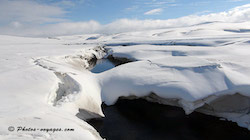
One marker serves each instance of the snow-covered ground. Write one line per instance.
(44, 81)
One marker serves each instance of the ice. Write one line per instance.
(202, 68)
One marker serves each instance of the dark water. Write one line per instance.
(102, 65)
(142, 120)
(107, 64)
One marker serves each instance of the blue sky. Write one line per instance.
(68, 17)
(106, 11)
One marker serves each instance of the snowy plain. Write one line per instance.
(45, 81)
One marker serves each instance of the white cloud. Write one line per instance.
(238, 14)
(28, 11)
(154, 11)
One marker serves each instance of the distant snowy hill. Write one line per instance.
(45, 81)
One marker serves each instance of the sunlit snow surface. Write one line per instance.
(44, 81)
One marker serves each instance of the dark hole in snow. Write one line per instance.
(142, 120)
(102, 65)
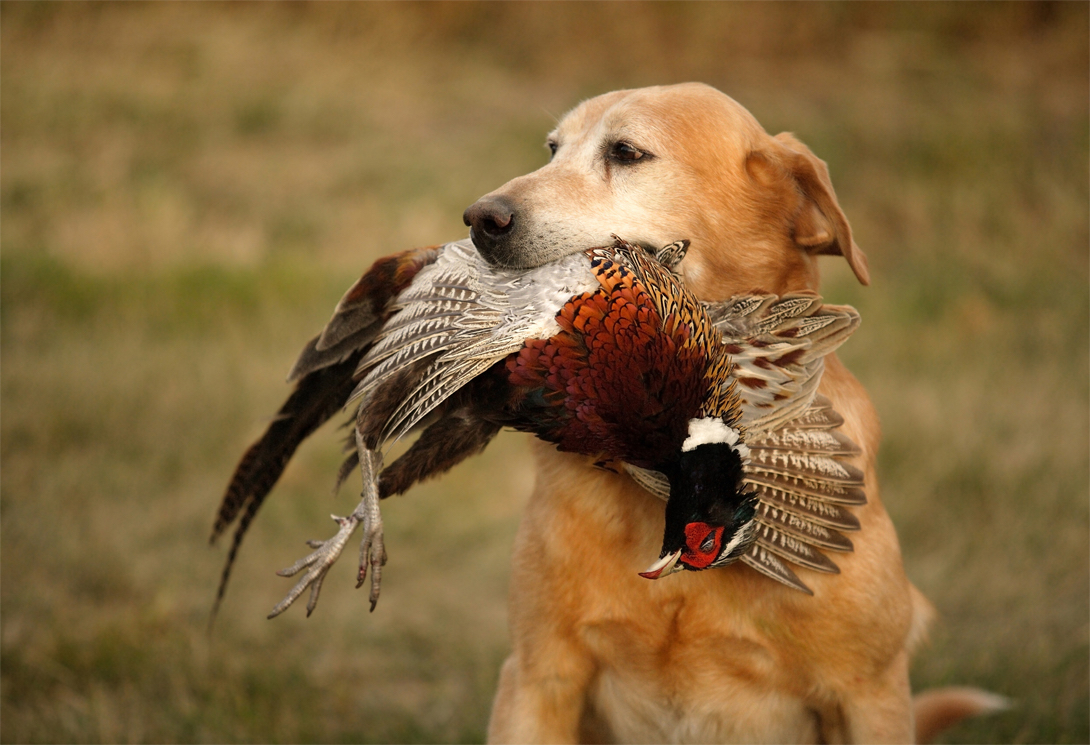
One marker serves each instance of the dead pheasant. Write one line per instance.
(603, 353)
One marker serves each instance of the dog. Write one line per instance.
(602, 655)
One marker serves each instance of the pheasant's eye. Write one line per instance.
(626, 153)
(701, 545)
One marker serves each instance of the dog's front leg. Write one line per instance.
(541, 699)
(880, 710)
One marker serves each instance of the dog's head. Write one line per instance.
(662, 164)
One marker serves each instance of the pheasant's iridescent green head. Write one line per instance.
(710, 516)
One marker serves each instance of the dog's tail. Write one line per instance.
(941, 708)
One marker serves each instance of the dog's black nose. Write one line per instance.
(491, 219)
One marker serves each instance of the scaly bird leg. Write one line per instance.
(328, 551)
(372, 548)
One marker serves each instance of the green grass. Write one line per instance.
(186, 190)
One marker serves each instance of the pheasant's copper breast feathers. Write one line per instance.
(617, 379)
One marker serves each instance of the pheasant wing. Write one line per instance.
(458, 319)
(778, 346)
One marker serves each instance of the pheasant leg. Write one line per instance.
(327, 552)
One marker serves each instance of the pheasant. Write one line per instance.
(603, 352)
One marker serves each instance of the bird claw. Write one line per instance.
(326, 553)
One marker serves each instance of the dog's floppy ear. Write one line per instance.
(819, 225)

==

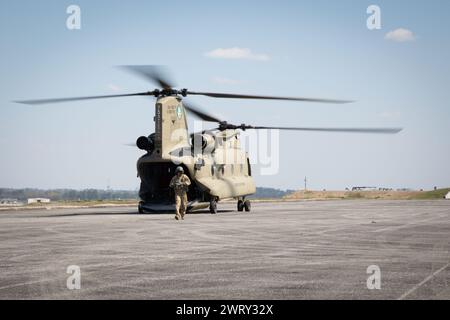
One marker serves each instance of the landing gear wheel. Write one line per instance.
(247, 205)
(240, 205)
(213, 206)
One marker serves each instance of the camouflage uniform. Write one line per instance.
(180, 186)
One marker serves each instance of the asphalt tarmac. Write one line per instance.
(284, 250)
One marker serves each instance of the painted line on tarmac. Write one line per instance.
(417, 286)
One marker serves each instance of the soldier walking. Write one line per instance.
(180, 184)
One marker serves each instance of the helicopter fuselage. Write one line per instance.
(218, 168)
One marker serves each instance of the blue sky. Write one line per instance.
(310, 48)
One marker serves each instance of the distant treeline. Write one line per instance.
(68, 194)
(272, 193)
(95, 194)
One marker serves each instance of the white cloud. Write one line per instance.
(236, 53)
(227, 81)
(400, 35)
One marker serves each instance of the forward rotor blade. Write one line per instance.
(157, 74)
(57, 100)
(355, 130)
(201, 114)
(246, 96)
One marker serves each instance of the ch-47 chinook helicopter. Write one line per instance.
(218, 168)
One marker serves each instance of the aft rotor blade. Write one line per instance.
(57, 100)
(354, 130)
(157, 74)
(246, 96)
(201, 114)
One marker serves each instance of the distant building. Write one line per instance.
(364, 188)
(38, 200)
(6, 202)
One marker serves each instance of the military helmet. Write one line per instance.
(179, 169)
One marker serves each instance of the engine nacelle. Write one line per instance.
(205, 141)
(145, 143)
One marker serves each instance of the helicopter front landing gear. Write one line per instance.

* * *

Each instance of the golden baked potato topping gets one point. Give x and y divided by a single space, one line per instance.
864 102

STATED PROBLEM: Please gather every line from the rows above that contains the word "front", and copy each one in full.

OUTPUT OF THE TASK:
One marker serves each instance of the dog's front leg. Write one line per instance.
One marker serves each instance of the helicopter front landing gear. Write one line per instance.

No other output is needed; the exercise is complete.